Extract:
-- Begin --
Perhaps some absolute reference frame exists? Or the speed of light
simply does depend on the speed of the light source? No such question
- mainstream scientists are now going to wait - two or three years or
even more until the result of the OPERA experiment is verified and
then, if the result is confirmed and if someone still cares, some
revision of Divine Albert's Divine Theory may start or may not. Until
then mainstreamers are to regularly get their salaries, grants, Nobel
prizes etc. and sing "Divine Einstein" and "Yes we all believe in
relativity, relativity, relativity", not as loudly as in the good old
days of course.

Propositions in a deductive theory (in physics) can be true or false
and the following rule gives the necessary guidance to the solution to
the truth/falsehood problem:

If conclusions have been shown to be (or suspected of being) false or
absurd, then some of the postulates are (possibly) false. Accordingly,
the whole activity within the scientific community should be directed
towards identifying the false postulate and eventually replacing it
with the true antithesis.
-- End --
Quote the relativity passage word for word, starting at the words containing "Propositions in a" and ending after "the true antithesis.".

Given data:
-- Begin --
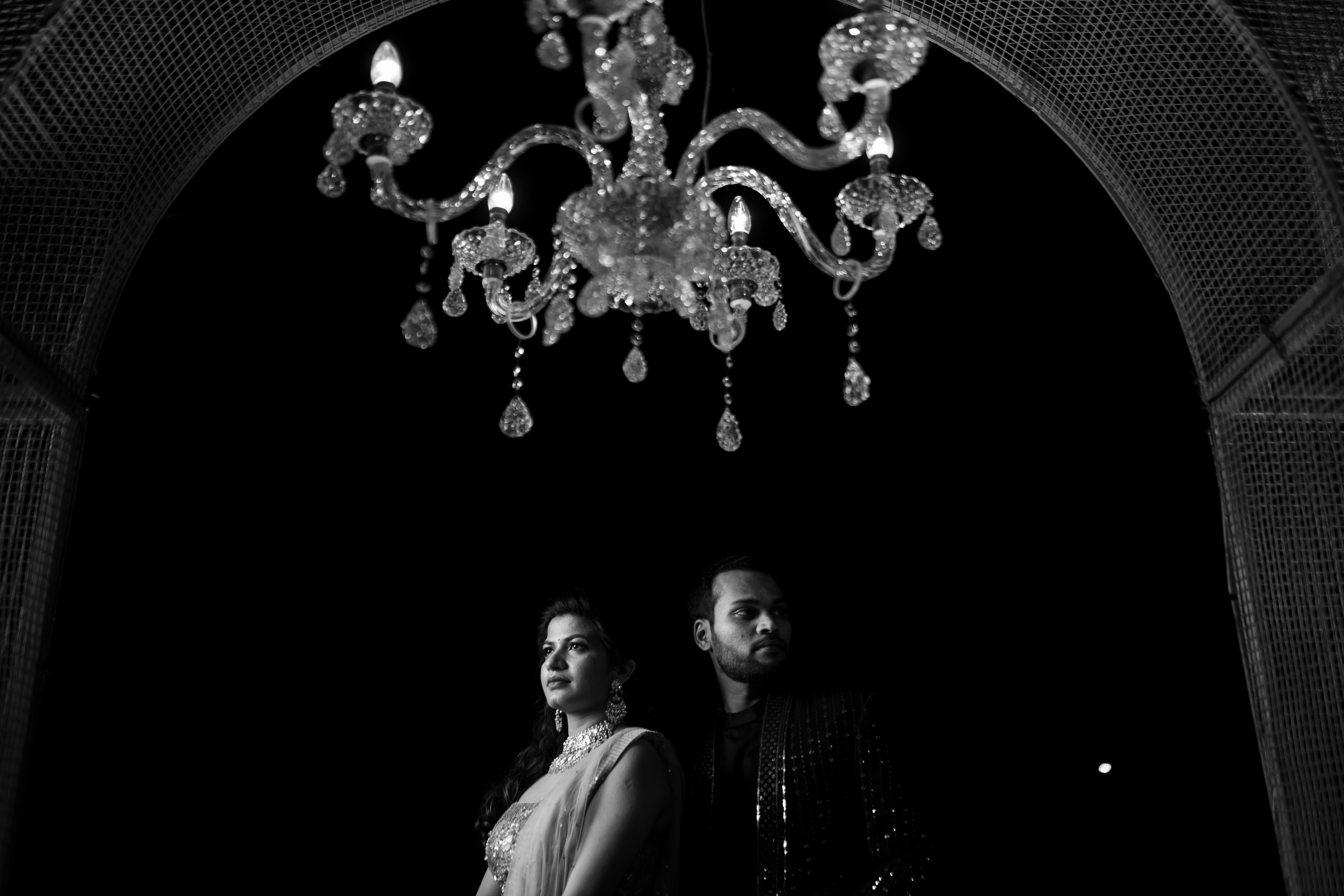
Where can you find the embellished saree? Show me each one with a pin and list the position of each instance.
-- End --
Exercise result:
Propositions in a deductive theory (in physics) can be true or false
and the following rule gives the necessary guidance to the solution to
the truth/falsehood problem:

If conclusions have been shown to be (or suspected of being) false or
absurd, then some of the postulates are (possibly) false. Accordingly,
the whole activity within the scientific community should be directed
towards identifying the false postulate and eventually replacing it
with the true antithesis.